THE PROBLEM: From the entries below, please gather each line containing the string "batting".

AVAILABLE DATA:
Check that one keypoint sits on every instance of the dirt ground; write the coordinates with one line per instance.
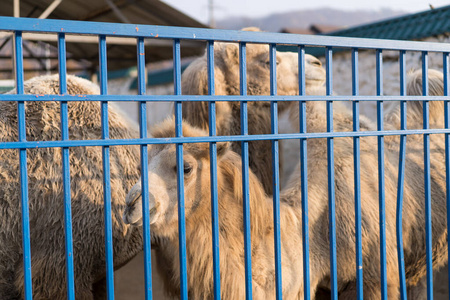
(129, 283)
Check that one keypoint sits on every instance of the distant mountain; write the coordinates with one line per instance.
(304, 18)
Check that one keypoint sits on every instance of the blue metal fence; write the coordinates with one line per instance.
(142, 33)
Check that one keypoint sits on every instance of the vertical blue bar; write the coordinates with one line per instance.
(275, 169)
(446, 71)
(180, 172)
(66, 167)
(18, 48)
(427, 179)
(213, 171)
(144, 170)
(331, 191)
(245, 175)
(357, 177)
(401, 179)
(106, 170)
(304, 175)
(381, 195)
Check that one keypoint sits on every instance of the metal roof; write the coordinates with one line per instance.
(409, 27)
(121, 52)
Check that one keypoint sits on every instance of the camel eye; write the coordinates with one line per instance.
(268, 63)
(187, 168)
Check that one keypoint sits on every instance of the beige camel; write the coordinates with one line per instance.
(415, 121)
(226, 78)
(164, 217)
(45, 189)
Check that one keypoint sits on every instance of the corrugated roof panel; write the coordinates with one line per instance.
(410, 27)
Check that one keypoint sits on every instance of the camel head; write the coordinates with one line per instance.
(162, 172)
(258, 69)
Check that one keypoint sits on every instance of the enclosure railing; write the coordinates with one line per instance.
(144, 32)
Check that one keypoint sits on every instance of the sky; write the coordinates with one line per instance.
(198, 9)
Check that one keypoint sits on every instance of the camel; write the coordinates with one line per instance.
(415, 112)
(226, 78)
(46, 195)
(163, 216)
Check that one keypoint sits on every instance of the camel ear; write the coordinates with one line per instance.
(251, 29)
(232, 53)
(222, 148)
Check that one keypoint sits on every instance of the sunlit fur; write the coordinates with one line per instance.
(46, 202)
(198, 222)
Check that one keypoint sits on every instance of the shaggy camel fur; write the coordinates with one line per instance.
(226, 78)
(415, 112)
(163, 216)
(415, 277)
(415, 121)
(46, 194)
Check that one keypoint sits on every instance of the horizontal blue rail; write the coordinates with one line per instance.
(230, 98)
(209, 139)
(167, 32)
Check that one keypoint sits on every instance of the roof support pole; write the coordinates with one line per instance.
(117, 12)
(50, 9)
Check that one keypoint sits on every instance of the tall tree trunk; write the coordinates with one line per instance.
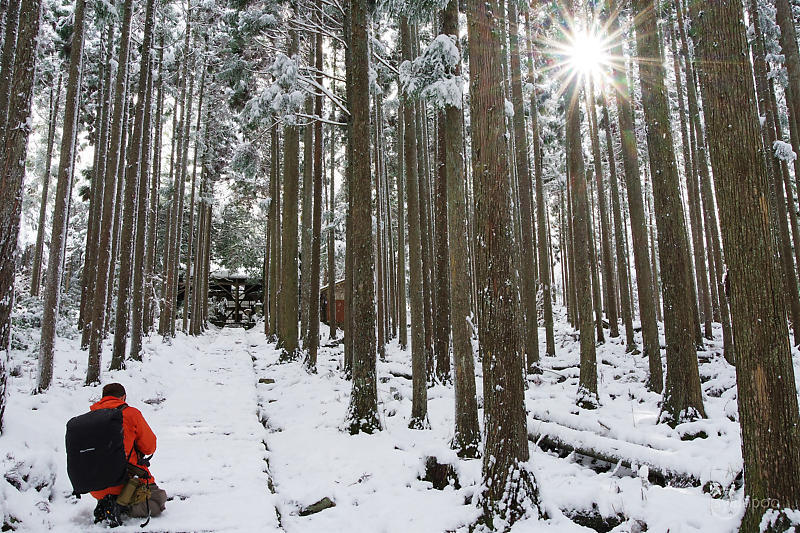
(7, 64)
(306, 214)
(287, 320)
(527, 268)
(442, 256)
(545, 277)
(789, 47)
(683, 399)
(507, 483)
(12, 159)
(275, 238)
(316, 223)
(36, 271)
(52, 295)
(142, 207)
(104, 259)
(331, 240)
(638, 220)
(188, 294)
(705, 182)
(133, 176)
(419, 404)
(425, 236)
(402, 316)
(362, 412)
(765, 379)
(155, 187)
(619, 230)
(89, 277)
(609, 283)
(467, 436)
(775, 176)
(693, 193)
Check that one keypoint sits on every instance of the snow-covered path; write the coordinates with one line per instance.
(199, 397)
(246, 443)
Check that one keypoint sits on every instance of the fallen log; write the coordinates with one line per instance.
(601, 462)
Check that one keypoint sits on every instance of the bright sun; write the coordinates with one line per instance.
(586, 54)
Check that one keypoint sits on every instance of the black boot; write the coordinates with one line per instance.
(108, 510)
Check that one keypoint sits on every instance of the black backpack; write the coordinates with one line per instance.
(96, 450)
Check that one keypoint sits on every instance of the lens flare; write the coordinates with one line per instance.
(587, 55)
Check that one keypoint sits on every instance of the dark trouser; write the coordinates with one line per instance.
(157, 503)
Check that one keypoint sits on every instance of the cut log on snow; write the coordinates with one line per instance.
(601, 461)
(324, 503)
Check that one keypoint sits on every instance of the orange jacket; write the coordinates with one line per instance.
(139, 439)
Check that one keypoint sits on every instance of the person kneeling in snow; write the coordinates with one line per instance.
(140, 497)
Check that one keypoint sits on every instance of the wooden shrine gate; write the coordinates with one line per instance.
(234, 301)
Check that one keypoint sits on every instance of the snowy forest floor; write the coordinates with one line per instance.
(246, 443)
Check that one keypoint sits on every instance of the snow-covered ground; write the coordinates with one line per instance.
(246, 443)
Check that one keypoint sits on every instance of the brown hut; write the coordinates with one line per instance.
(338, 291)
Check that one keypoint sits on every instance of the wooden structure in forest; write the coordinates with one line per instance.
(338, 291)
(234, 301)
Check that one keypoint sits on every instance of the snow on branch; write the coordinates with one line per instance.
(432, 74)
(783, 151)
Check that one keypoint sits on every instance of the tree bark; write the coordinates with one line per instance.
(362, 415)
(638, 220)
(467, 436)
(764, 375)
(142, 208)
(55, 263)
(609, 281)
(287, 320)
(134, 175)
(316, 223)
(36, 271)
(527, 270)
(619, 230)
(12, 159)
(507, 482)
(545, 277)
(104, 259)
(419, 404)
(682, 396)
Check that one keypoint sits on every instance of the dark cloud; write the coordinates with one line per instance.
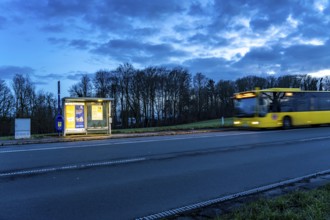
(57, 41)
(76, 76)
(214, 68)
(8, 72)
(55, 28)
(134, 51)
(265, 35)
(80, 44)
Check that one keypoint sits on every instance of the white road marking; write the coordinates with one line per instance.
(4, 151)
(70, 167)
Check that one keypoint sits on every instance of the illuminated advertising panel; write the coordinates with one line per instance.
(79, 116)
(97, 112)
(69, 116)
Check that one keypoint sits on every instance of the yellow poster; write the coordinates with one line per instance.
(97, 112)
(70, 116)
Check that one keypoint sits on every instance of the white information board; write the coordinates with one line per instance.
(22, 128)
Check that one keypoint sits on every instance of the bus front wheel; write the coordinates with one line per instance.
(287, 124)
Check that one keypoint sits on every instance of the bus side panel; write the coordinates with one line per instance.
(321, 117)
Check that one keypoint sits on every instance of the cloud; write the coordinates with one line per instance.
(134, 51)
(3, 22)
(8, 72)
(53, 28)
(214, 68)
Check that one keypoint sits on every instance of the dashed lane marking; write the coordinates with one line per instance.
(69, 167)
(203, 204)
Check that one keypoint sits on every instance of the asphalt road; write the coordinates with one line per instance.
(132, 178)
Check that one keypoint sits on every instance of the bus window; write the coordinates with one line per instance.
(245, 107)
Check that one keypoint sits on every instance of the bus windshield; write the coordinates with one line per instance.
(245, 107)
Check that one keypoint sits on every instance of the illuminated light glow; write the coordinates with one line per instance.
(321, 73)
(245, 95)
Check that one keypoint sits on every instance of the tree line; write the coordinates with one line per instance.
(154, 96)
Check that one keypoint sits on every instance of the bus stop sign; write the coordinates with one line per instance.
(59, 123)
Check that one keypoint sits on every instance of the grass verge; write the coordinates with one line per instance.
(210, 124)
(314, 204)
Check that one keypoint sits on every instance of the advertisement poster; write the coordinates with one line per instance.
(79, 116)
(69, 116)
(97, 112)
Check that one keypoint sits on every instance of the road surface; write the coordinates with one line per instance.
(137, 177)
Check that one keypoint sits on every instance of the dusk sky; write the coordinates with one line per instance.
(63, 39)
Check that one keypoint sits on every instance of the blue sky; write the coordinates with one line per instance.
(62, 39)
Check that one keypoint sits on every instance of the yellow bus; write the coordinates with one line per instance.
(281, 107)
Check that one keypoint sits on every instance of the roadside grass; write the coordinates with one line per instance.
(313, 204)
(210, 124)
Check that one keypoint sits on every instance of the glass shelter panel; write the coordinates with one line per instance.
(97, 115)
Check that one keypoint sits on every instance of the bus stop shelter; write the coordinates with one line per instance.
(87, 115)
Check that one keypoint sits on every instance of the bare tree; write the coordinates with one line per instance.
(102, 83)
(24, 92)
(6, 100)
(83, 88)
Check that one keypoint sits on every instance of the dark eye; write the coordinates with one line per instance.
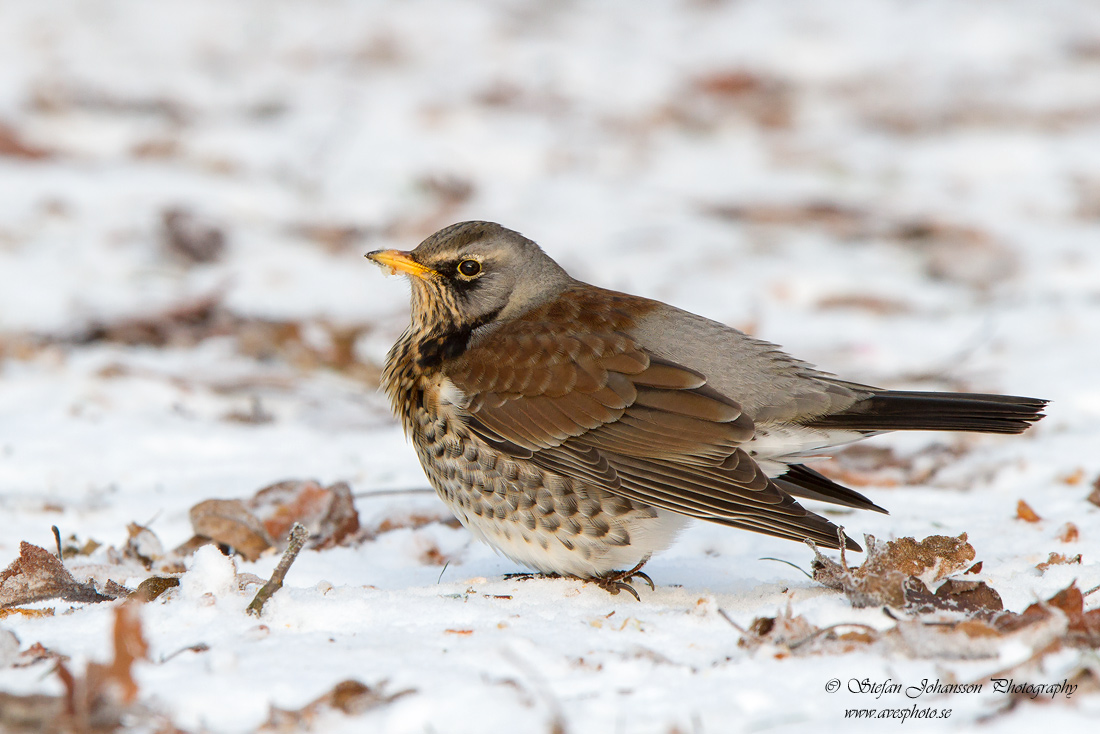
(470, 267)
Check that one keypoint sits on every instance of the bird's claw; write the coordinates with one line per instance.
(617, 581)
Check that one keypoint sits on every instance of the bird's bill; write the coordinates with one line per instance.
(398, 261)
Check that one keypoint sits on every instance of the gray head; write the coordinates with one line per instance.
(472, 273)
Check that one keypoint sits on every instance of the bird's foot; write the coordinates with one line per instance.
(617, 581)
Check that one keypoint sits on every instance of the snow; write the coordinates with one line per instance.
(584, 127)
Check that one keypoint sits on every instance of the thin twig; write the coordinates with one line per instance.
(733, 624)
(295, 541)
(769, 558)
(800, 643)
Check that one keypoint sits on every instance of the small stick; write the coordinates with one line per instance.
(295, 541)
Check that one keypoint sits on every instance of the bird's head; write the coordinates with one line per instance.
(473, 273)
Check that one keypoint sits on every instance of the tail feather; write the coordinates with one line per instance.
(895, 409)
(801, 481)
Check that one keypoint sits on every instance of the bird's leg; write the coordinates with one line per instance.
(617, 581)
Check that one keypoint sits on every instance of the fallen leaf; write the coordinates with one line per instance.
(893, 572)
(328, 513)
(191, 238)
(1068, 533)
(1057, 559)
(37, 574)
(231, 523)
(1095, 494)
(349, 697)
(1025, 513)
(12, 145)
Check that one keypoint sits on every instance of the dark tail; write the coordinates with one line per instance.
(895, 409)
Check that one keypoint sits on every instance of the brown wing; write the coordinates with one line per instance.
(598, 408)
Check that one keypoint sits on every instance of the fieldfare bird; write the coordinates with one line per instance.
(576, 429)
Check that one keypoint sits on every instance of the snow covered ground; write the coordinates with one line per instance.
(904, 194)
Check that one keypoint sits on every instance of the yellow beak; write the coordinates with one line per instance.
(396, 260)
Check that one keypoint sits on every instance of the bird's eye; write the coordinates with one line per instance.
(470, 267)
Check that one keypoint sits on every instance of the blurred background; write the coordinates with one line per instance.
(760, 163)
(903, 193)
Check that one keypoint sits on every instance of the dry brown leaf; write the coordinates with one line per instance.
(26, 612)
(1075, 477)
(265, 519)
(795, 635)
(1057, 559)
(349, 697)
(191, 238)
(152, 588)
(143, 546)
(890, 576)
(230, 523)
(12, 145)
(327, 512)
(97, 702)
(1095, 494)
(37, 574)
(1025, 513)
(878, 305)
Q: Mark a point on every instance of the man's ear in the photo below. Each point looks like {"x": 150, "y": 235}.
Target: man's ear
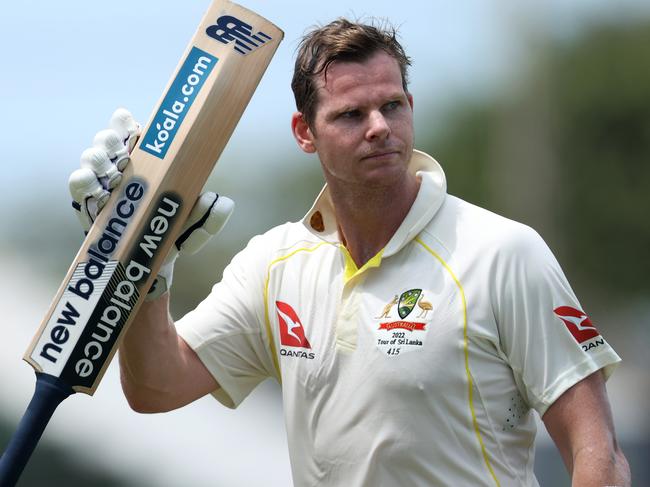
{"x": 302, "y": 133}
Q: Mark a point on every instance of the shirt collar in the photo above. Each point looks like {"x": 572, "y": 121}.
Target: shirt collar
{"x": 321, "y": 218}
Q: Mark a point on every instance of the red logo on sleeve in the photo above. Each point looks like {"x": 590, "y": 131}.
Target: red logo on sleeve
{"x": 292, "y": 333}
{"x": 577, "y": 322}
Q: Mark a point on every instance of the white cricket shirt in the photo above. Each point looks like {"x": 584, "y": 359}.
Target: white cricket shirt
{"x": 423, "y": 367}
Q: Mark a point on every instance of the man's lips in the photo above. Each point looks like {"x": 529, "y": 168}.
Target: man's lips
{"x": 381, "y": 154}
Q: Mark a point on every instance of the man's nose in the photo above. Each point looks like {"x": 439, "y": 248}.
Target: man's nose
{"x": 378, "y": 127}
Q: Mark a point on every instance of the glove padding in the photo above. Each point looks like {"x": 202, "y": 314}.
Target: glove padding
{"x": 102, "y": 166}
{"x": 101, "y": 172}
{"x": 208, "y": 216}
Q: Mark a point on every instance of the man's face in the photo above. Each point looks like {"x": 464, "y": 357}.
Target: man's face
{"x": 363, "y": 126}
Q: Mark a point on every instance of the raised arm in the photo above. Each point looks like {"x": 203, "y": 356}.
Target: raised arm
{"x": 580, "y": 423}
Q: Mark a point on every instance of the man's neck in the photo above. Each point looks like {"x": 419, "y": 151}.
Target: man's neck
{"x": 369, "y": 217}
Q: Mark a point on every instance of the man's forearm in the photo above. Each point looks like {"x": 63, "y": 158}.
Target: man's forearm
{"x": 595, "y": 467}
{"x": 148, "y": 354}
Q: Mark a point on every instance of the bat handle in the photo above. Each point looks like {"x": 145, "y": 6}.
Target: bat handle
{"x": 49, "y": 393}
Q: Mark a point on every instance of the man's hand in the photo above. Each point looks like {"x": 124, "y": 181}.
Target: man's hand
{"x": 101, "y": 172}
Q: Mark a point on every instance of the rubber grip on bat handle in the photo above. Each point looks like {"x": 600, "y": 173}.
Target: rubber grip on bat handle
{"x": 50, "y": 391}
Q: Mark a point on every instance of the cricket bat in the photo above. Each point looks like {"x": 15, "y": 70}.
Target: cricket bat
{"x": 120, "y": 257}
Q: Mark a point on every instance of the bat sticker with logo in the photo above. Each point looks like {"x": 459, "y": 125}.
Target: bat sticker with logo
{"x": 123, "y": 250}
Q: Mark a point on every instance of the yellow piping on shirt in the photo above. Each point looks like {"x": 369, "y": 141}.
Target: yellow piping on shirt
{"x": 267, "y": 321}
{"x": 486, "y": 457}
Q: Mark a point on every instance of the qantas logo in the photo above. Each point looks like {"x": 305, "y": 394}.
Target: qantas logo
{"x": 292, "y": 333}
{"x": 577, "y": 322}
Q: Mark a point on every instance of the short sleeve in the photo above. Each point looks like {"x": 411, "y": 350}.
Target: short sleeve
{"x": 227, "y": 330}
{"x": 549, "y": 342}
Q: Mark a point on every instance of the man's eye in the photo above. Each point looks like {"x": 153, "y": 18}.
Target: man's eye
{"x": 350, "y": 114}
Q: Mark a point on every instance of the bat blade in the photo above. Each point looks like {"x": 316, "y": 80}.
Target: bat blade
{"x": 123, "y": 250}
{"x": 169, "y": 166}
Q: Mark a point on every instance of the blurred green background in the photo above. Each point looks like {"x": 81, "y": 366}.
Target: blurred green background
{"x": 560, "y": 141}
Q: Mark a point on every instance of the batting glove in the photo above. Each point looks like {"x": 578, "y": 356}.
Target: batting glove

REPLY:
Q: Mark a point on every instance of the batting glove in the photo above. Each point looks like {"x": 578, "y": 356}.
Target: batting glove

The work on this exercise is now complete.